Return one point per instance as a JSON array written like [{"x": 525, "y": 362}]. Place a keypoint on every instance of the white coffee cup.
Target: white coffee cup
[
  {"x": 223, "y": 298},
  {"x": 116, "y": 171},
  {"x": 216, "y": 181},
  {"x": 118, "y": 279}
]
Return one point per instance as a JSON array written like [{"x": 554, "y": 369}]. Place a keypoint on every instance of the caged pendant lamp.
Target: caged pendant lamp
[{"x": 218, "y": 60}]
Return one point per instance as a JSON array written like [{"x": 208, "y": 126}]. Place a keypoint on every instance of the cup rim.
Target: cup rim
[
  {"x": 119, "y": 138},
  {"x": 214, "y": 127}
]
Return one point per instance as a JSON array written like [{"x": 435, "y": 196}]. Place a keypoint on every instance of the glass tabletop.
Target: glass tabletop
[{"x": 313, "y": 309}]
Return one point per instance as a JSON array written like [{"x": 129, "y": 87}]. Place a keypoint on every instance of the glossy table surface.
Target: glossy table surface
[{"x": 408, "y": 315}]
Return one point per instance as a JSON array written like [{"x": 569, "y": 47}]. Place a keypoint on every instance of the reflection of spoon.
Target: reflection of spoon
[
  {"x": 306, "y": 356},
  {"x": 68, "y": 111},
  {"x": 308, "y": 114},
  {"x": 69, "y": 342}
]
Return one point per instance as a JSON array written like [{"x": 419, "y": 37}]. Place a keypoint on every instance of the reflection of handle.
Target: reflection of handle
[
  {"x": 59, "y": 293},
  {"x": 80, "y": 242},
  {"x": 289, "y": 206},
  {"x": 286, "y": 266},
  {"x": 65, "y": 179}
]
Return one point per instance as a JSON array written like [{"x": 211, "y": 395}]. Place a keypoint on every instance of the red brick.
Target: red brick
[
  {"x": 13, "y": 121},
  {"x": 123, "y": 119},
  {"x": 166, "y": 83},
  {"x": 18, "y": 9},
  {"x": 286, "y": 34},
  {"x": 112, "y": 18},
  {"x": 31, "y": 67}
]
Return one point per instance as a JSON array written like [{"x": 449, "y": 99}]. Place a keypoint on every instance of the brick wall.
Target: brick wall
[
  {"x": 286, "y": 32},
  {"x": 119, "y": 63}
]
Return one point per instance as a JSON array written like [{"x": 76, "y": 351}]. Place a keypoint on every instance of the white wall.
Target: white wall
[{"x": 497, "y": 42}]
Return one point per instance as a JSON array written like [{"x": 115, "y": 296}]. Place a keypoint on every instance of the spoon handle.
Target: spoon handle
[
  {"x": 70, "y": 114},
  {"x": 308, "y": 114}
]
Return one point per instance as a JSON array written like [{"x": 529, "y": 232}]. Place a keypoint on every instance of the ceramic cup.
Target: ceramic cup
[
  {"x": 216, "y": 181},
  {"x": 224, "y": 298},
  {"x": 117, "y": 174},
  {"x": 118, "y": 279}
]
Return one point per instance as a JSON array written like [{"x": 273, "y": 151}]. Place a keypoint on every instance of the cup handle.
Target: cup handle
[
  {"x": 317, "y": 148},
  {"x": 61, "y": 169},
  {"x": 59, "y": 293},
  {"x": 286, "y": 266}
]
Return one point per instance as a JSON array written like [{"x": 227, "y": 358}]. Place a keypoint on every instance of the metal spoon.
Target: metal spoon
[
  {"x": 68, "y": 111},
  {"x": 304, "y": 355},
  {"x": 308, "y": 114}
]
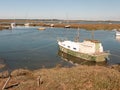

→ EXERCISE BRIEF: Down to the last line, set down the data above exactly, and omit all images.

→ ANSWER:
Return one point per instance as a JSON array written like [{"x": 525, "y": 362}]. Place a keypoint on every instance of the white coffee cup.
Target: white coffee cup
[
  {"x": 223, "y": 298},
  {"x": 116, "y": 171},
  {"x": 216, "y": 181},
  {"x": 118, "y": 279}
]
Return one point per instance as a JSON array written like [{"x": 554, "y": 369}]. Place a keypoint on every instance of the caged pendant lamp.
Target: caged pendant lamp
[{"x": 218, "y": 60}]
Return one point per instance as a JSON array written like [{"x": 208, "y": 126}]. Place a keypoint on every instance of the cup rim.
Target: cup rim
[
  {"x": 119, "y": 138},
  {"x": 214, "y": 127}
]
Return one point per instance as a JSON array written like [{"x": 435, "y": 196}]. Place a keypoint on every instance of the glass tabletop.
Target: glass tabletop
[{"x": 313, "y": 309}]
Return one point per instance as a JSON array written like [{"x": 129, "y": 87}]. Place a keypoint on every instance of the glossy table surface.
Target: glossy table surface
[{"x": 408, "y": 315}]
Return one point per instance as a JSON array written like [{"x": 569, "y": 47}]. Place a keypoint on every instance of the reflection of spoon.
Target: reflection of spoon
[
  {"x": 306, "y": 356},
  {"x": 68, "y": 111},
  {"x": 308, "y": 114},
  {"x": 69, "y": 342}
]
Return one point per instance as a JSON array written like [{"x": 419, "y": 37}]. Place a keypoint on every instance of the reflection of handle.
Target: reflection of handle
[
  {"x": 59, "y": 293},
  {"x": 80, "y": 242},
  {"x": 289, "y": 206},
  {"x": 286, "y": 266},
  {"x": 65, "y": 179}
]
Return one point per instance as a JSON array written like [{"x": 211, "y": 395}]. Place a keypoint on every instance of the red brick.
Target: red brick
[
  {"x": 13, "y": 121},
  {"x": 123, "y": 119},
  {"x": 166, "y": 83},
  {"x": 18, "y": 9},
  {"x": 286, "y": 34},
  {"x": 112, "y": 18},
  {"x": 31, "y": 67}
]
Return one point per instance as a JSON array written like [{"x": 449, "y": 99}]. Place a keypoint on every instance of the brick wall.
Target: brick wall
[
  {"x": 286, "y": 32},
  {"x": 119, "y": 63}
]
Return one point per instance as a JSON array written like [{"x": 76, "y": 351}]. Place a keypoint on every instance of the white wall.
Target: white wall
[{"x": 497, "y": 42}]
Return one point per instance as a JSON array written like [{"x": 115, "y": 296}]. Place a keypoint on every instance of the spoon handle.
Target: spoon handle
[
  {"x": 70, "y": 114},
  {"x": 308, "y": 114}
]
Return one point per instance as a JSON array written like [{"x": 529, "y": 232}]. Place a keypoint on every instance of the ceramic cup.
Target: ceramic cup
[
  {"x": 216, "y": 181},
  {"x": 224, "y": 298},
  {"x": 117, "y": 174},
  {"x": 118, "y": 279}
]
Return one point per instance as a JSON array written like [{"x": 273, "y": 151}]. Place a keypoint on every instance of the cup handle.
Target: cup handle
[
  {"x": 317, "y": 148},
  {"x": 61, "y": 169},
  {"x": 59, "y": 293},
  {"x": 286, "y": 266}
]
Return one point per instance as a JSON array written like [{"x": 227, "y": 358}]. Place a keypoint on every instance of the metal spoon.
Target: metal spoon
[
  {"x": 68, "y": 111},
  {"x": 304, "y": 355},
  {"x": 308, "y": 114}
]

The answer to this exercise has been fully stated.